- [To do] Retype exactly the lines from the one containing "For the scoring pass, find every instance of the blue sky" through the end of the lines.

- [Given information]
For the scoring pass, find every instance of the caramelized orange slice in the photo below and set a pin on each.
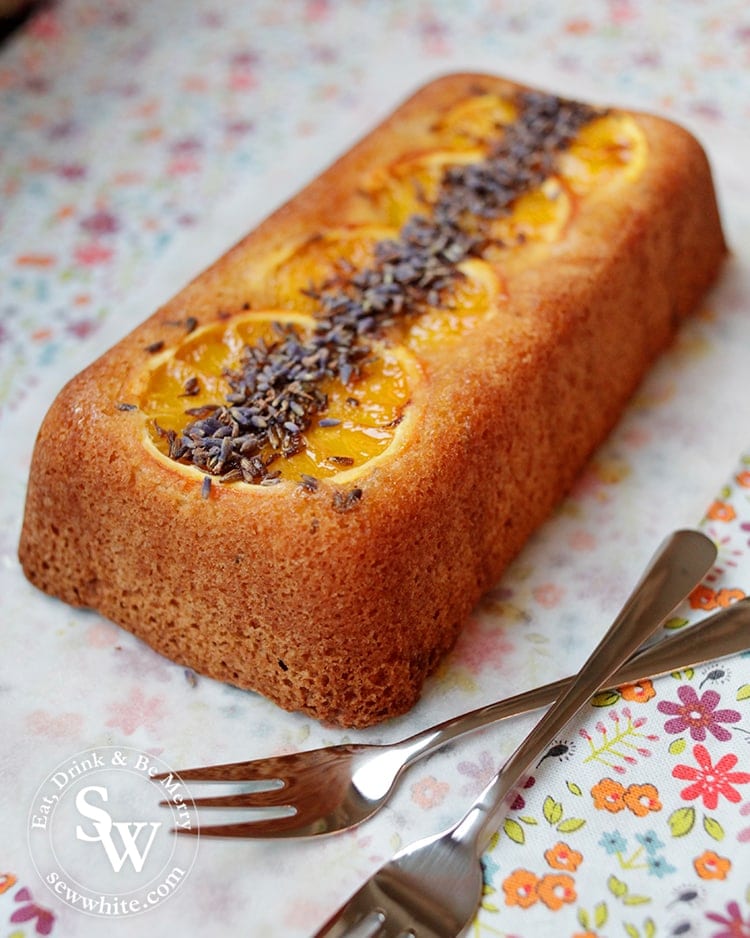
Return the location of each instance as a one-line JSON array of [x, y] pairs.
[[537, 216], [409, 185], [360, 423], [286, 280], [475, 297], [609, 145], [476, 120]]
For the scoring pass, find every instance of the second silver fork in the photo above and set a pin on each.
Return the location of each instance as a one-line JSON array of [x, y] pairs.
[[432, 888], [330, 789]]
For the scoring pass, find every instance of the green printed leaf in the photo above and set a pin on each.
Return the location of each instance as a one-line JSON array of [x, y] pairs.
[[552, 810], [605, 698], [617, 887], [635, 900], [713, 828], [677, 746], [681, 821], [514, 830]]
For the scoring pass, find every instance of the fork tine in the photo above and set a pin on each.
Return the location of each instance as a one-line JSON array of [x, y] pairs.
[[277, 827], [268, 798], [252, 771], [356, 917]]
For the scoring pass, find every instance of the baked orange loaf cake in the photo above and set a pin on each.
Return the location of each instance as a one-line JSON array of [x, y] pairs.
[[301, 473]]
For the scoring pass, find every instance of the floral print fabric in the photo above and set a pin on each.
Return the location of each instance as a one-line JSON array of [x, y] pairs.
[[138, 142]]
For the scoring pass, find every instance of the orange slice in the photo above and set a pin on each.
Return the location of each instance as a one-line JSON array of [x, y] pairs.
[[539, 215], [325, 258], [474, 298], [361, 421], [610, 145], [409, 185], [476, 120]]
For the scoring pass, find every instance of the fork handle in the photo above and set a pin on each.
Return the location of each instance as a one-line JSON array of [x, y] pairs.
[[695, 554], [660, 590]]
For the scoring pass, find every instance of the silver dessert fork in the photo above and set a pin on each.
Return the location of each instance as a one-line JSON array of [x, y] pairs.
[[432, 888], [333, 788]]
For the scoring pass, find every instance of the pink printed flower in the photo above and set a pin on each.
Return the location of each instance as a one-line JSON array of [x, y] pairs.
[[428, 792], [136, 712], [709, 781], [91, 254], [734, 925], [29, 911], [697, 714], [100, 222]]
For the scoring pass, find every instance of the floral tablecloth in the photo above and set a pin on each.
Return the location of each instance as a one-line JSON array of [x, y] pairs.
[[137, 142]]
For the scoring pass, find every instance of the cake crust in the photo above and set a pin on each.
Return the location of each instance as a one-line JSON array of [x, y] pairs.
[[340, 600]]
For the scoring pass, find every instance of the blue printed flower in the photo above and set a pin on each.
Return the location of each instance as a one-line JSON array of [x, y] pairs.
[[613, 842], [650, 841], [658, 866]]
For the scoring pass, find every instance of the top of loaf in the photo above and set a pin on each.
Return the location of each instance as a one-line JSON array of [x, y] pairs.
[[317, 366]]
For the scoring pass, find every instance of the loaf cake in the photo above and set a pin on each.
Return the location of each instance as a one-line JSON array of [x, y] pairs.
[[301, 473]]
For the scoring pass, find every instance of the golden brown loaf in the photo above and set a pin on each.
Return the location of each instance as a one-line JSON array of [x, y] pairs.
[[301, 473]]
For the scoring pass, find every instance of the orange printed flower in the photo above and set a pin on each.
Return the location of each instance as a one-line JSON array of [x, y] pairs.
[[703, 597], [725, 597], [556, 890], [639, 692], [608, 795], [562, 857], [641, 799], [721, 511], [710, 865], [520, 888]]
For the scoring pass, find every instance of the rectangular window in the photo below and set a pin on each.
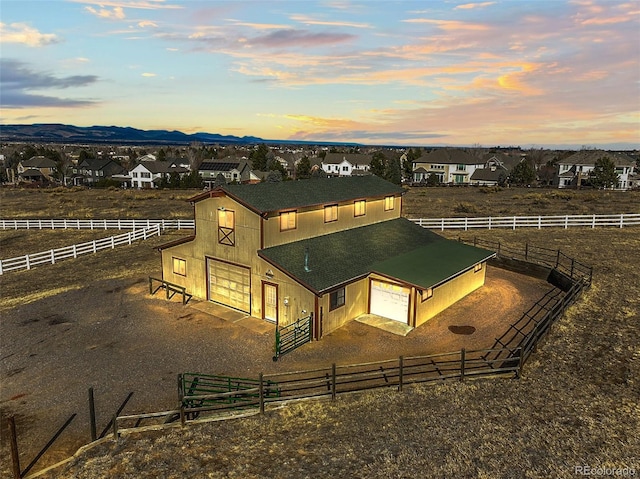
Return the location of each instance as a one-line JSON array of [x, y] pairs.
[[336, 299], [179, 266], [288, 221], [226, 227], [330, 213], [426, 294], [388, 203]]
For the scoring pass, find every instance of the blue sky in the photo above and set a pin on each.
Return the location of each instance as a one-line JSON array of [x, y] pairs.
[[529, 73]]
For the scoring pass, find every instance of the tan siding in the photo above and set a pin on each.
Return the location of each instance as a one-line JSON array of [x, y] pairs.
[[356, 303], [299, 297], [310, 222], [448, 293]]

- [The answer]
For the scoring pass, find every instance of the blue sky in the photo above and set a pin on each.
Return the location of each instance as a one-line JSON array of [x, y] pairs.
[[529, 73]]
For the scoring pass, find every instance of the tan siding in the photo above and set a pin on each.
Return the location of each instance as a one-line JSON array of [x, y] pairs.
[[356, 303], [299, 297], [310, 222], [448, 293]]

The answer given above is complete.